Education Wallace State Nursing pins more than 75 graduates, recognizes Nightingale Award winners | CullmanSense

Education

Wallace State Nursing pins more than 75 graduates, recognizes Nightingale Award winners

Carrie Ward, left of Hartselle, Jay Terry of Cullman and Andrew Smith of Trussville were recognized as Nightingale Award winners during the May 10 Pinning Ceremony for Associate Degree Nursing students at Wallace State Community College.

HANCEVILLE - The Wallace State Community College Department of Nursing pinned more than 75 students during its recent ceremony for Associate Degree Nursing candidates, recognizing three students with the coveted Nightingale Award.

Carrie Leighann Ward of Hartselle, Jay Benjamin Terry of Cullman and Andrew Dalton Smith of Trussville were each presented with the Nightingale Award, which is given to students in recognition for their commitment to excellence in scholarship and dedication to compassion and exemplary patient care. Other nominees were Angela Nichole Fowler of Eva, Logan Brooke Gibbs of Arab, Kelly Bree Hogeland and Erin Kaye Langham, both of Bremen, Brittany Nicole Otts of Hayden and Ashley Nicole Vest of Hartselle. The nominees and winners are selected by the Wallace State faculty.

In comments about the winners, Ward was noted as being “genuine and works well with others on campus and in the clinical arena,” Deborah “Pepper” Hoover, director of the WSCC Nursing program, said. “This individual has excelled in every clinical environment and the staff have been heard to say that this person will be a great nurse. This individual shows compassion and caring in all arenas. In addition, this person has juggled family life with three young children under six while maintaining a high GPA.”

Terry was said to have a very contagious smile and be a blessing to others. “This individual never meets a stranger in the clinical arena and puts faith in the forefront,” Hoover said, adding faculty said he was a pleasure to work with and that classmates credit him with motivating them to continue toward their goal.

▶ **What to work on**:
According to the article on the Wallace State nursing pinning ceremony, who selects the Nightingale Award nominees and winners? The records that follow this article were drawn from an unrelated source.

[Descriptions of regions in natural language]
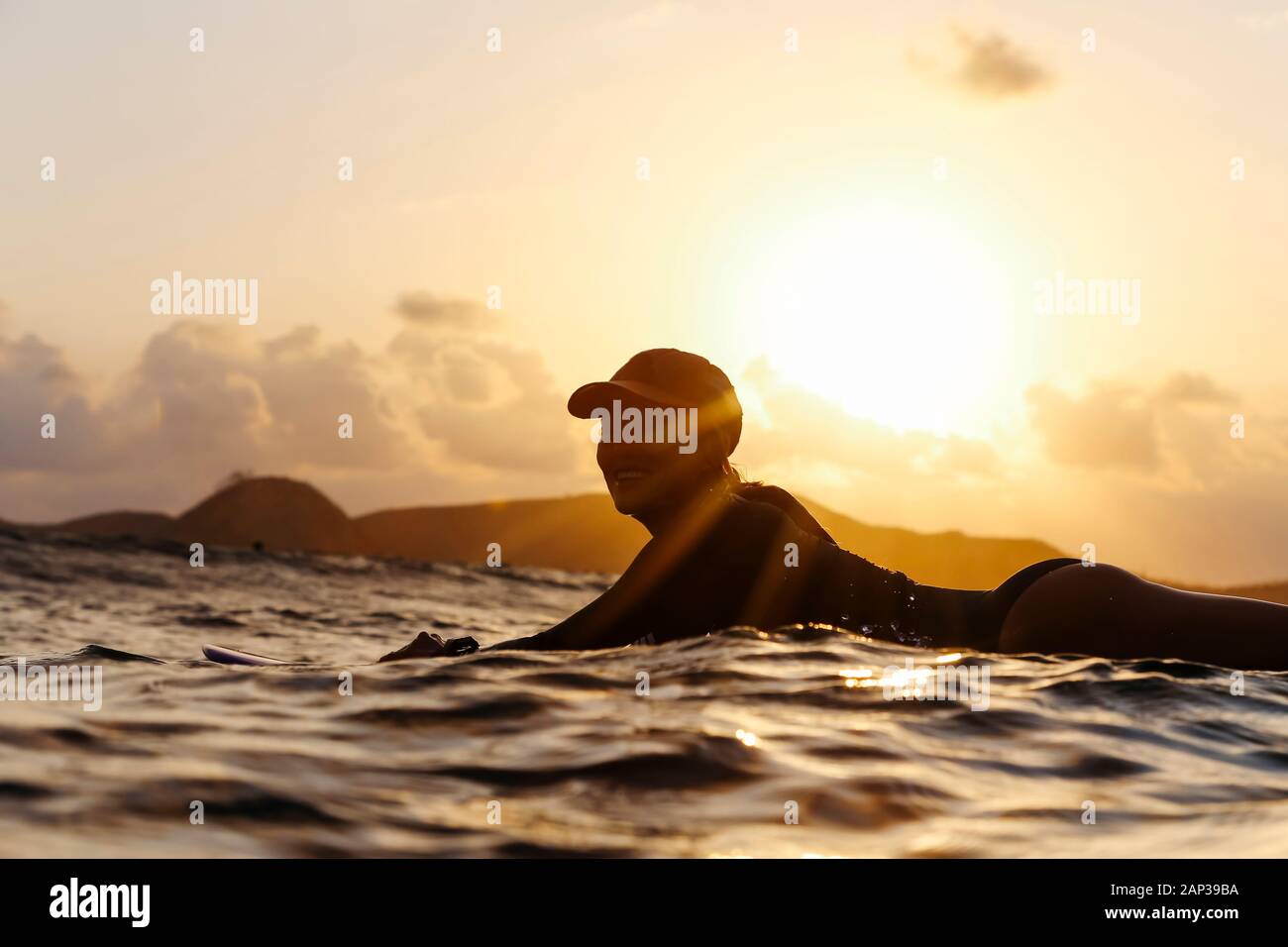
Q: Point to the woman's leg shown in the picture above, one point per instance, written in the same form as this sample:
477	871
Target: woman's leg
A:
1109	612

▶ **Problem solution**:
The Wallace State faculty selects them.